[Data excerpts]
________________

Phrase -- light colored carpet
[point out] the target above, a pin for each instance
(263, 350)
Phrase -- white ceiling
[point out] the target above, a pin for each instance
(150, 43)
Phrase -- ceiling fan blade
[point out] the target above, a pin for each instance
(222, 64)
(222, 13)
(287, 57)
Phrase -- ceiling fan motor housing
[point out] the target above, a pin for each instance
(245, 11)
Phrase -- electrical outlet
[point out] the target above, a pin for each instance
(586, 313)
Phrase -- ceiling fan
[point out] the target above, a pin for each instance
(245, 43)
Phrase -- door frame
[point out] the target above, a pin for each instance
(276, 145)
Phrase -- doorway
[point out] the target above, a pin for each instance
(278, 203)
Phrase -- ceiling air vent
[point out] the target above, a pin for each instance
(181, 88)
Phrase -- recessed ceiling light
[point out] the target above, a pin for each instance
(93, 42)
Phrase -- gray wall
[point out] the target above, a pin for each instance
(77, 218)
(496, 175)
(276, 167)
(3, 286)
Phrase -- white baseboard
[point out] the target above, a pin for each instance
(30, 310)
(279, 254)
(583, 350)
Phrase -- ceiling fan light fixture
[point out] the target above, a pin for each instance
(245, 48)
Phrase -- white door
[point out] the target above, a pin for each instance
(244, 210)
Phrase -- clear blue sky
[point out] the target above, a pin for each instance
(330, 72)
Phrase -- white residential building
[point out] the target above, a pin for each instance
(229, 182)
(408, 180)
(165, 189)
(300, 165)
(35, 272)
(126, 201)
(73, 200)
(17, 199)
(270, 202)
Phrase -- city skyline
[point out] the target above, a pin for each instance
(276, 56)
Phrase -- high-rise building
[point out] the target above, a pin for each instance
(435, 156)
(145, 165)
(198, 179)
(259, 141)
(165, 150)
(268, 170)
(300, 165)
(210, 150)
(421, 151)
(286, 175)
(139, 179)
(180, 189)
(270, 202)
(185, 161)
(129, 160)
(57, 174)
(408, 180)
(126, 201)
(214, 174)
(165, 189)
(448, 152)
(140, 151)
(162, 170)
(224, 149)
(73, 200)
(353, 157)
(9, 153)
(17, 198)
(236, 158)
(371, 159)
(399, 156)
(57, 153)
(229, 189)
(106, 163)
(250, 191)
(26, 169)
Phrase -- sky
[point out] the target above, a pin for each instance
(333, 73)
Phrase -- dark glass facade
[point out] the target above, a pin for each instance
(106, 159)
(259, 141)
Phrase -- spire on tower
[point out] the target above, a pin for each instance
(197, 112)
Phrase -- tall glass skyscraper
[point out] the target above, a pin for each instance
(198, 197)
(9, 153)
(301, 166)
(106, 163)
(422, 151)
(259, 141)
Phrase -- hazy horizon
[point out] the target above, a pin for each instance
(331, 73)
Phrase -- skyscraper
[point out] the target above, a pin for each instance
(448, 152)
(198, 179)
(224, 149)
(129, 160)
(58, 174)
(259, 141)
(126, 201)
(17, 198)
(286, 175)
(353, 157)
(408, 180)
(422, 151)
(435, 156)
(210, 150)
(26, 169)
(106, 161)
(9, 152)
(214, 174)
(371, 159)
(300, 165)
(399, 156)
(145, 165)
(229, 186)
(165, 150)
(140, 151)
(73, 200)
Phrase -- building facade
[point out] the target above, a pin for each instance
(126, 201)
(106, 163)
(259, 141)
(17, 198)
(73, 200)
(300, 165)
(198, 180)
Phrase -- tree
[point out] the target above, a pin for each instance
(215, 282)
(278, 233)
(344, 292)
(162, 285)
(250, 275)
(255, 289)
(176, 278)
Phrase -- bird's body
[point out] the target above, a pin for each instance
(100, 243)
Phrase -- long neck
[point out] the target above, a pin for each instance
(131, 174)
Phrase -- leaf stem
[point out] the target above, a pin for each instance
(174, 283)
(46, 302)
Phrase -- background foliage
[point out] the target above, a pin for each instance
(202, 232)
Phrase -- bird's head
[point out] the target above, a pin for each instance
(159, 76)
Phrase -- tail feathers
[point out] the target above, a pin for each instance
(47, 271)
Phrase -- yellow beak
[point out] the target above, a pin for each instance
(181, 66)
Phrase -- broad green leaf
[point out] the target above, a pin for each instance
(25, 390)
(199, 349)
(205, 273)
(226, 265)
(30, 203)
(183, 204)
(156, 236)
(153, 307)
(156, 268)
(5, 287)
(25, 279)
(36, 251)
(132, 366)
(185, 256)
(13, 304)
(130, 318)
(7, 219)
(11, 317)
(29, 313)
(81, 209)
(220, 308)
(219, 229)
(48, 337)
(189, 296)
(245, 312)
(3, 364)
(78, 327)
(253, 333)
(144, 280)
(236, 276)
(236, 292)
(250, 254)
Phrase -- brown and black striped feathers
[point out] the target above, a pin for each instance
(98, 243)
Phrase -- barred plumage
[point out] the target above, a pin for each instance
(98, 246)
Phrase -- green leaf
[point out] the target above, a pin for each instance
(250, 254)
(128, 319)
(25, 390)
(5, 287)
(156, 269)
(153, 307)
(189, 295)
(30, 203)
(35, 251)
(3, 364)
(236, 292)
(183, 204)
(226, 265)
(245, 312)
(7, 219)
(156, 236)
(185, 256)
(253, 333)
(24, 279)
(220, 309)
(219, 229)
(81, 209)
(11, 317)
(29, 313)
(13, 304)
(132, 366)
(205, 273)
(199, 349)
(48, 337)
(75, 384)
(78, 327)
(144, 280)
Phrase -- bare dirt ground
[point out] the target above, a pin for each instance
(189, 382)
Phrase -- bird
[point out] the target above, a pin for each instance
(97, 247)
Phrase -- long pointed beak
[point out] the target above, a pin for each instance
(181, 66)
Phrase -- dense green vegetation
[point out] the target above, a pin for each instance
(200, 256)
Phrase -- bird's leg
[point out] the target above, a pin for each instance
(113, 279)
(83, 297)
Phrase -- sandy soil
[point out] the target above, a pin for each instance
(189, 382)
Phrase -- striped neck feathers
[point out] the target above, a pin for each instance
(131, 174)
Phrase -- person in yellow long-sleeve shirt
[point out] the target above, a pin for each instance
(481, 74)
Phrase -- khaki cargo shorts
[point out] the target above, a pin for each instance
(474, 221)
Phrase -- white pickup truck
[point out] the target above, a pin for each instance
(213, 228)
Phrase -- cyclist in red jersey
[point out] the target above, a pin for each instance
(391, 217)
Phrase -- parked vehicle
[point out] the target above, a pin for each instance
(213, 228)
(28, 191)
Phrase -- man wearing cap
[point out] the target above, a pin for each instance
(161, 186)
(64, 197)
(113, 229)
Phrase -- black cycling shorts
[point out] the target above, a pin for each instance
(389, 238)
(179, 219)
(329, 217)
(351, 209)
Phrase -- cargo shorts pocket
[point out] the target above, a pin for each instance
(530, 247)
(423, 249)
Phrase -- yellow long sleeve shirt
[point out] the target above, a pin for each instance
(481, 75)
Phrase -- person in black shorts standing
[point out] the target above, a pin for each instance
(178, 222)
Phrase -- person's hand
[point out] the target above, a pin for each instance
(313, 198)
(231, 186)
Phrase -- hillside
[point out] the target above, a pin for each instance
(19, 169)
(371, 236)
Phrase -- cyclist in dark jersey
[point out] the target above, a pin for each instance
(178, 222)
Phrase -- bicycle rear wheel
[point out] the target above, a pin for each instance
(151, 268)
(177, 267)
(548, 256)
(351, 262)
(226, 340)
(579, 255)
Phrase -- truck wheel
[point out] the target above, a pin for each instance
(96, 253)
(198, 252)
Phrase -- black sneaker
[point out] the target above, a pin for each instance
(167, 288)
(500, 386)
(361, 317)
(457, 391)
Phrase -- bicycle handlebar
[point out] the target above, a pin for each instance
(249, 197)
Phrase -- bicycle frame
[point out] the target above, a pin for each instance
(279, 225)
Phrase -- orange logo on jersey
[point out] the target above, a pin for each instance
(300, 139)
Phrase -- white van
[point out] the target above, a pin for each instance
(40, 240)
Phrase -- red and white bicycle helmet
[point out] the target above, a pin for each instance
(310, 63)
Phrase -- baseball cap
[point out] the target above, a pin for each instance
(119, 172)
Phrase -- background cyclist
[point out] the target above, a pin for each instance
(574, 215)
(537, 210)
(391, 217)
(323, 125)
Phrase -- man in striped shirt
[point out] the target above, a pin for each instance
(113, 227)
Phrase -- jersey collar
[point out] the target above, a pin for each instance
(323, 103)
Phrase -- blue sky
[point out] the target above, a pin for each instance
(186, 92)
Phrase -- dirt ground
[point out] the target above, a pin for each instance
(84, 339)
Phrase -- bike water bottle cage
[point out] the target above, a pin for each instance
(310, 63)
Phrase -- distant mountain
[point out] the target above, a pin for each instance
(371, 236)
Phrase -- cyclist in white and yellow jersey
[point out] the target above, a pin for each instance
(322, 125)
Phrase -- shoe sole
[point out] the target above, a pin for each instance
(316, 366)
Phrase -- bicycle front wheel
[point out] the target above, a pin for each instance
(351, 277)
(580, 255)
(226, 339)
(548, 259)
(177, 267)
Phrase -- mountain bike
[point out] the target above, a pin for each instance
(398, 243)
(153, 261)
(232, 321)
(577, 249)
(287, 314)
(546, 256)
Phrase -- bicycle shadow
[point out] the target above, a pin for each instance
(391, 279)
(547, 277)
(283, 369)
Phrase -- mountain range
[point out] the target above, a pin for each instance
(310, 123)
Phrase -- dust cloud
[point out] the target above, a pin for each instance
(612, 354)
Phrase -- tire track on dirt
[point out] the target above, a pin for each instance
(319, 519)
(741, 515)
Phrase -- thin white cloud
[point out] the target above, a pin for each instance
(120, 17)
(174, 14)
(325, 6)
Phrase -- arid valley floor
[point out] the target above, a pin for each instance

________________

REQUIREMENT: Copy the lines above exactly, from the very first through the one containing "Phrase -- city skyline", and include no other line.

ANSWER BOX:
Phrase -- light colored carpet
[point out] the target above, a pin for each instance
(263, 350)
Phrase -- white ceiling
[point out] the target above, a pin for each instance
(150, 43)
Phrase -- ceiling fan blade
[point out] the target above, a pin for each instance
(222, 64)
(222, 13)
(287, 57)
Phrase -- ceiling fan motor housing
[point out] the target above, a pin for each instance
(245, 11)
Phrase -- electrical outlet
[point out] the target above, a pin for each instance
(586, 313)
Phrase -- ceiling fan
[point out] the target above, a pin for each instance
(245, 43)
Phrase -- door frame
[point out] the target above, a pin for each instance
(276, 145)
Phrase -- doorway
[point out] the target above, a pin for each instance
(278, 203)
Phrase -- ceiling air vent
[point out] the target above, a pin for each instance
(181, 88)
Phrase -- recessed ceiling light
[point out] the target above, a pin for each instance
(93, 42)
Phrase -- gray wall
[point out] the target above, a pin for each instance
(77, 218)
(496, 175)
(276, 167)
(3, 286)
Phrase -- white baseboard
[point out] the target above, a pin for each instance
(30, 310)
(279, 254)
(583, 350)
Phrase -- ceiling fan light fixture
[point out] the target above, a pin for each instance
(245, 48)
Phrase -- white door
[point out] the target above, a pin for each instance
(244, 210)
Phrase -- clear blue sky
[point out] the target above, a pin for each instance
(330, 72)
Phrase -- white residential building
[point out] the target above, a pin for each instance
(229, 182)
(408, 180)
(165, 189)
(300, 165)
(35, 272)
(126, 201)
(73, 200)
(17, 199)
(270, 202)
Phrase -- city skyline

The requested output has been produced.